Nothing other than the lines from the one containing "Would you point at the tree" through the close of the entries below should be printed, each exactly.

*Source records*
..............................

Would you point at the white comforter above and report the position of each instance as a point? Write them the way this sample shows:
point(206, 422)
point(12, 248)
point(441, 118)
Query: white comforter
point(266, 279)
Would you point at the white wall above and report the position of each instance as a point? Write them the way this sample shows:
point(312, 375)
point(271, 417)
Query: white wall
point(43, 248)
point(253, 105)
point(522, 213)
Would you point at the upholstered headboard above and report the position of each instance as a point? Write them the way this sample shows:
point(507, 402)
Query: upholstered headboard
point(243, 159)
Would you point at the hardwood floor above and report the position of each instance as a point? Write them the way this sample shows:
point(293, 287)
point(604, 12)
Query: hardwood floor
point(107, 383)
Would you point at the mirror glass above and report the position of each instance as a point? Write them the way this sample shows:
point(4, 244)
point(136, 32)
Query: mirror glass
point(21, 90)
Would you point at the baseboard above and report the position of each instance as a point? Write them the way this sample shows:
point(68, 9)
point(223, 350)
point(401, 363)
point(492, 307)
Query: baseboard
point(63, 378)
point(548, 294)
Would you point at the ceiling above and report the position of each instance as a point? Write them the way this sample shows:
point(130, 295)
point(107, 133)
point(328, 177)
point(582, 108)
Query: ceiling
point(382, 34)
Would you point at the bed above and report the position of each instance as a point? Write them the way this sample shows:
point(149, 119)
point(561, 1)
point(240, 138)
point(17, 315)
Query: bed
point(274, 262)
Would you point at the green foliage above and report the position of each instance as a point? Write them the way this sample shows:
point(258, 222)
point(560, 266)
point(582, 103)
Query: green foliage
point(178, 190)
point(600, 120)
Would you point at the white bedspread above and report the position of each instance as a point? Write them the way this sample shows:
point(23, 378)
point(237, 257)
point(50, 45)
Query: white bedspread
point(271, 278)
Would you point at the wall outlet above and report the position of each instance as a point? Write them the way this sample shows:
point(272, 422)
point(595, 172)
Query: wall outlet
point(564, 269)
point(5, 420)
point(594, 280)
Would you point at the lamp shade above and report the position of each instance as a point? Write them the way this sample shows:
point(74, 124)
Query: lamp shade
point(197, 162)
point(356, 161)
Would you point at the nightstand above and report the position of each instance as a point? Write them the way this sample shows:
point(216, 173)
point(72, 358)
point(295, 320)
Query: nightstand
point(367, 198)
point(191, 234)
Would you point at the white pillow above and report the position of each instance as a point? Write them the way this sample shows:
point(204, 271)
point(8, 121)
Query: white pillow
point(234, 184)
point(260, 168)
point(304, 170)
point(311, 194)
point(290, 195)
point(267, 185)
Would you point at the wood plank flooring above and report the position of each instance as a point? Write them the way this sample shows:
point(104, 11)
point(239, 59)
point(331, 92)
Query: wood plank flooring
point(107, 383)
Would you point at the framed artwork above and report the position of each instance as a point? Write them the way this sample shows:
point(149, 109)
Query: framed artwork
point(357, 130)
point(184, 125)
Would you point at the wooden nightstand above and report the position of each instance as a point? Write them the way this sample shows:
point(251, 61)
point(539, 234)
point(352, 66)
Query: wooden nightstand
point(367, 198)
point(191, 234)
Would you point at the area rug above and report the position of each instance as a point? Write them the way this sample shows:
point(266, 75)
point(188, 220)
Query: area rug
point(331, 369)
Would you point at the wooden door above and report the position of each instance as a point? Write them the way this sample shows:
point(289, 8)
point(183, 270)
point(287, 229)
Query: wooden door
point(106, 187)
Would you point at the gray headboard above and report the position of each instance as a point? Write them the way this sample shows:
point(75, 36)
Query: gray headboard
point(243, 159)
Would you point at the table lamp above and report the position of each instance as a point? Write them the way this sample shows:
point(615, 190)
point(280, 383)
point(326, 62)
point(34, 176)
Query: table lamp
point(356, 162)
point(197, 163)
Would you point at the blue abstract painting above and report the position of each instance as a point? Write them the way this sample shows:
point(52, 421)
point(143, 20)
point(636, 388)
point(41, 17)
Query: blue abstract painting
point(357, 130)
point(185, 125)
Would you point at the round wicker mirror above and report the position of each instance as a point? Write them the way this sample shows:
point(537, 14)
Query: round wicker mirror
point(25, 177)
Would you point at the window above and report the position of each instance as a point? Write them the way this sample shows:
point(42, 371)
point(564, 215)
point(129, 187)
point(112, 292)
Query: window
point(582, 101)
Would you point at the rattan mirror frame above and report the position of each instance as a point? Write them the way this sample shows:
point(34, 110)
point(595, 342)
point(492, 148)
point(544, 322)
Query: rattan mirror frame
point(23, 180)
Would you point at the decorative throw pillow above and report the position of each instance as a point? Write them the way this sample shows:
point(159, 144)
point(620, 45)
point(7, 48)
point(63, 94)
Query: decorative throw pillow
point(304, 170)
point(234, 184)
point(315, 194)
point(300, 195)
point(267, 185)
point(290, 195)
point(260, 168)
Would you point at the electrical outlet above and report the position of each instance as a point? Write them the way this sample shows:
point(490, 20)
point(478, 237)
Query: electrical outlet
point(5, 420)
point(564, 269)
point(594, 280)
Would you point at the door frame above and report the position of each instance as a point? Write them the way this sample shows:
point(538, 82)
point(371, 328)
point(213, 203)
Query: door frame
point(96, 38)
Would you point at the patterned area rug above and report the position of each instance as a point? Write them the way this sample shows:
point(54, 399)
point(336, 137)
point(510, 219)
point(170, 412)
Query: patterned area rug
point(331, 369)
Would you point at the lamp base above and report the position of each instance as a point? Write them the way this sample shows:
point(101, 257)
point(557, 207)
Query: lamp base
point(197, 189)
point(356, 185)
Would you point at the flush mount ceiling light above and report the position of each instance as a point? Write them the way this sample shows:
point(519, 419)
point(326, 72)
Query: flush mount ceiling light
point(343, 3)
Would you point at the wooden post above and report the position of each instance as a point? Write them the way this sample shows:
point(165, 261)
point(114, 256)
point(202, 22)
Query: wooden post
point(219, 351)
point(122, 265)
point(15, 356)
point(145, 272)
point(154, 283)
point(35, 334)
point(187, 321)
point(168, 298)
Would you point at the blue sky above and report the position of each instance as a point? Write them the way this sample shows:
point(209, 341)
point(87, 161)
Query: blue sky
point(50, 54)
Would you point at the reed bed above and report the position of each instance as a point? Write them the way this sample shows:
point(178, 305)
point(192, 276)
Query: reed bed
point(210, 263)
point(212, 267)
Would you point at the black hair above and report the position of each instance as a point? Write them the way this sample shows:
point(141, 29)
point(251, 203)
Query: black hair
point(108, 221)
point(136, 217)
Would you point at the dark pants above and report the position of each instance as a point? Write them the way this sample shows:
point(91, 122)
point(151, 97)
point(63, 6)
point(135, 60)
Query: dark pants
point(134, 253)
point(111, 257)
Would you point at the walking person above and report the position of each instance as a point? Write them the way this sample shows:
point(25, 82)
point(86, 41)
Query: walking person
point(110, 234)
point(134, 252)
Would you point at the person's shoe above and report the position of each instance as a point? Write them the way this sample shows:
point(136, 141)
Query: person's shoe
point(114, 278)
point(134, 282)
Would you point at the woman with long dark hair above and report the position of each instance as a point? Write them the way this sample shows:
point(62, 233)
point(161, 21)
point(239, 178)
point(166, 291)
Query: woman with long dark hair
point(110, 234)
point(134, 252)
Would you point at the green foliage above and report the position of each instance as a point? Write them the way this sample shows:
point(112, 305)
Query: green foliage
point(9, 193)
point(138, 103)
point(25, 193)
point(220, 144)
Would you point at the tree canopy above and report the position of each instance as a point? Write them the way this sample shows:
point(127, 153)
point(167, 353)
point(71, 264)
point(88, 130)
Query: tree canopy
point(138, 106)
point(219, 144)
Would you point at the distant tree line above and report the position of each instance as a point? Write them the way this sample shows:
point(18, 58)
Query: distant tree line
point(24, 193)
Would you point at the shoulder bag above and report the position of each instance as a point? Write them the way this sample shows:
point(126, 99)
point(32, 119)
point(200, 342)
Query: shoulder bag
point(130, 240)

..............................

*Full response*
Would you point at the tree canopy above and report the position of each instance as a point? Write them the way this sample shows:
point(127, 153)
point(167, 353)
point(71, 264)
point(88, 130)
Query: tree canopy
point(138, 106)
point(219, 144)
Would you point at the distant tree line above and report the position of each instance as a point? Write them the way this sample shows:
point(18, 58)
Query: distant tree line
point(24, 193)
Would you point at the shoulder bag above and report the position of each instance as a point? Write them the way this sample shows:
point(126, 99)
point(32, 119)
point(200, 342)
Query: shoulder bag
point(130, 240)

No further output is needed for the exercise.